Problem requirements: Print verbatim the lines from the one containing "Target: road" through the end of the lines below, both included.

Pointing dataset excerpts
+ + + + +

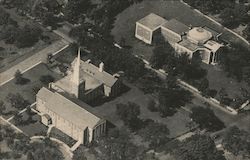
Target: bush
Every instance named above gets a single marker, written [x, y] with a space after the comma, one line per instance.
[46, 79]
[16, 155]
[152, 106]
[211, 93]
[19, 78]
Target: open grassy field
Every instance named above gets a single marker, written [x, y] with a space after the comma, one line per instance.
[218, 79]
[10, 55]
[124, 25]
[27, 90]
[176, 123]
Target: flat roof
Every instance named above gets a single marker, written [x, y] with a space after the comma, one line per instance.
[214, 33]
[104, 77]
[176, 26]
[189, 45]
[152, 21]
[68, 110]
[213, 46]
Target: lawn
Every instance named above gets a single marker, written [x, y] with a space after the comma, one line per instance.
[28, 91]
[218, 79]
[11, 55]
[124, 25]
[176, 123]
[33, 127]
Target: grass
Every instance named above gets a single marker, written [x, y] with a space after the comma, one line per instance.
[218, 79]
[176, 123]
[28, 91]
[56, 133]
[34, 127]
[9, 59]
[124, 25]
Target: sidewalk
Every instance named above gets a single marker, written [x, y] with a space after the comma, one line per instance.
[33, 61]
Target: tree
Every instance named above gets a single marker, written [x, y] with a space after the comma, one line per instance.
[246, 32]
[19, 77]
[152, 106]
[30, 156]
[79, 154]
[198, 147]
[129, 114]
[75, 9]
[232, 17]
[117, 148]
[237, 141]
[18, 119]
[206, 119]
[4, 17]
[203, 86]
[2, 107]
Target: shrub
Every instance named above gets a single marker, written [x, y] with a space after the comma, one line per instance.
[46, 79]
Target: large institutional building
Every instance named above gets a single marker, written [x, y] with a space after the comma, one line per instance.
[84, 82]
[183, 38]
[87, 82]
[71, 118]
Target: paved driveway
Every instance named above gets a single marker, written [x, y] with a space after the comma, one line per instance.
[32, 61]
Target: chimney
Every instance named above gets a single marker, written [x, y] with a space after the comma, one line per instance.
[101, 67]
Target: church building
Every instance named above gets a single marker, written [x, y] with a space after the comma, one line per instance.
[87, 82]
[71, 118]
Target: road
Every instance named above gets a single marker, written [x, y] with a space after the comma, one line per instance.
[32, 61]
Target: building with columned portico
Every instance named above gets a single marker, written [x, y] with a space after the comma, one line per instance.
[184, 39]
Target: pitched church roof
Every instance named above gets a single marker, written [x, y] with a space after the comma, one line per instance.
[68, 110]
[152, 21]
[102, 76]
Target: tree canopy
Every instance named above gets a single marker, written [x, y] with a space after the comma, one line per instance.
[129, 114]
[198, 147]
[237, 141]
[206, 119]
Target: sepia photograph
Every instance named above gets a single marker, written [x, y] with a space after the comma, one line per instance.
[124, 79]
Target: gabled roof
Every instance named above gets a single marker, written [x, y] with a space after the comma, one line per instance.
[104, 77]
[152, 21]
[176, 26]
[68, 110]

+ + + + +

Exercise answer:
Target: road
Every instance named above gets a single marker, written [x, y] with a space after the comma, one line per instance.
[32, 61]
Target: building with columned portico
Every instance named above gets a single marker, written [x, y] with a space after the comma, one line per instance.
[184, 39]
Target: pitched church roof
Every instance named above gets a single marker, written [x, y] with a space after the comma, one line per instance.
[68, 110]
[152, 21]
[102, 76]
Target: tree canopy
Every instance named above gets a single marker, written [x, y] with a space after the comma, one line per instance.
[129, 114]
[198, 147]
[237, 141]
[206, 119]
Target: sepia photograph
Every instance named above gets a single marker, written [x, y] with a space after the comma, one line per instance.
[124, 79]
Target: gabled roof
Every instance named above gets a single marker, written [x, y] with a space after the comma, one line per instance.
[104, 77]
[152, 21]
[176, 26]
[68, 110]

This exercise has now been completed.